EXTRAIT DU DOCUMENT:

::::::::::

L’expérience au Brésil fut beaucoup plus forte que je ne l’avais pensé au départ. J’ai toujours eu soif d’en vouloir plus : plus de vie, plus de paix, plus de sens et voici que je trouvais ma place, non selon l’ordre du confort mais à cause du défi de l’amour, de la communauté. Je ressentais le défi de me donner davantage en prenant des responsabilités concrètes. Je me rappelle encore que le jour de la fête de la Transfiguration, j’étais seule dans un des bureaux de l’école lisant l’Évangile du jour. Je ne parvenais pas à me concentrer et mes yeux regardaient la page d’à côté. Les paroles que je lisais me frappaient violemment : « Si quelqu’un veut venir à moi, qu’il renonce à lui-même, qu’il prenne sa croix chaque jour et qu’il me suive. Car celui qui veut sauver sa vie la perdra mais celui qui perdra sa vie à cause de moi, la sauvera » (Lc 9, 23-34). Le message que je recevais était clair : j’avais une énorme soif de Vie et l’Évangile me montrait le chemin : « Perds ta vie, donne-toi, viens – m’appelait-il – suis-moi, tu vivras des croix, mais ne crains pas, parce que je t’invites à la vraie Vie ». Je dois reconnaître que je fus prise de panique mais j’étais encore sauve car personne ne savait encore ce qui m’arrivait : « N’étais-je pas en train de m’auto-suggestionner avec des lectures écrites il y a des milliers d’années et pour toute l’humanité ? » Je décidai d’ouvrir une dernière fois la Bible, je le ferais au hasard et selon la lecture j’agirais. Je priai, j’invoquai le Saint-Esprit et j’ouvris la Bible : « Au commencement était la Parole et la Parole était avec Dieu et la Parole était Dieu. Elle était au commencement près de Dieu. Tout fut fait par elle et rien ne se fit sans elle. Ce qui se fit en elle fut la vie, et la vie était la lumière des hommes » (Jn 1, 1-4). Je n’eus pas à continuer à lire, Dieu me répondait ; s’il avait tout fait par sa Parole, il pouvait également faire aboutir ma vocation.

::::::::::

DONNÉES:
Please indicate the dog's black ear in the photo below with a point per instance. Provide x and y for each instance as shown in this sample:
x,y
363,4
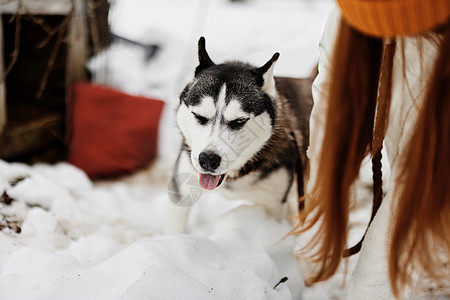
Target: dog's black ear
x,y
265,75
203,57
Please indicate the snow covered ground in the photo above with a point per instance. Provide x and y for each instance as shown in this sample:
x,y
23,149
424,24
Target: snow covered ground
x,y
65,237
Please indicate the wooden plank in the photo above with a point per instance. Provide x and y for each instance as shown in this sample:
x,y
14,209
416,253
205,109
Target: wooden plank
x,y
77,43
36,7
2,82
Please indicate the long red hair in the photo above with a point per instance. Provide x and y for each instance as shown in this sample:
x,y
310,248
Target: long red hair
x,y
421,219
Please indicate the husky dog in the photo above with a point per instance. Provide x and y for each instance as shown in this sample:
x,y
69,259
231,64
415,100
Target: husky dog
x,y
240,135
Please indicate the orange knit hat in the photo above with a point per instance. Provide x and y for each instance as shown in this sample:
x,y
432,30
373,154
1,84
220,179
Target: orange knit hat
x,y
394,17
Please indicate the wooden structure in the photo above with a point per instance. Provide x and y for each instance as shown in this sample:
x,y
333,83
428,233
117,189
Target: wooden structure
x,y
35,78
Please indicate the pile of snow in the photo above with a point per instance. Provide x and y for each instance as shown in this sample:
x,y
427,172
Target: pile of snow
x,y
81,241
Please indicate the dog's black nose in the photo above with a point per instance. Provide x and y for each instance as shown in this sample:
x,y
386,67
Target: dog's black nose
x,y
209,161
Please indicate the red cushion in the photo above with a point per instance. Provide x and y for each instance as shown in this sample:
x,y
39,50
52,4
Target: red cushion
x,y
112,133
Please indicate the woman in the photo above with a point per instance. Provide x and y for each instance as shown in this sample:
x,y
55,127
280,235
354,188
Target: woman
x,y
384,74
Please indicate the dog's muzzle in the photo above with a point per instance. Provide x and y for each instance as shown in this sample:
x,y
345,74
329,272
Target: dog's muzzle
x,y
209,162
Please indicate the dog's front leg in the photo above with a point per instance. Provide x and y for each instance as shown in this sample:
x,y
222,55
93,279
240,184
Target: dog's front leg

::::::::::

CONSIGNE:
Indiquez si chacune des affirmations suivantes concorde avec l'extrait sur l'expérience au Brésil, en répondant par oui ou par non et en citant les mots décisifs de l'extrait. (a) La personne qui raconte se trouvait seule dans un bureau de l'école le jour de la fête de la Transfiguration. (b) La personne qui raconte arrivait sans peine à se concentrer sur l'Évangile du jour. (c) La personne qui raconte a choisi d'ouvrir la Bible au hasard une dernière fois.

TÂCHE RÉALISÉE:
(a) Oui : « le jour de la fête de la Transfiguration, j’étais seule dans un des bureaux de l’école lisant l’Évangile du jour ».
(b) Non : « Je ne parvenais pas à me concentrer ».
(c) Oui : « Je décidai d’ouvrir une dernière fois la Bible, je le ferais au hasard ».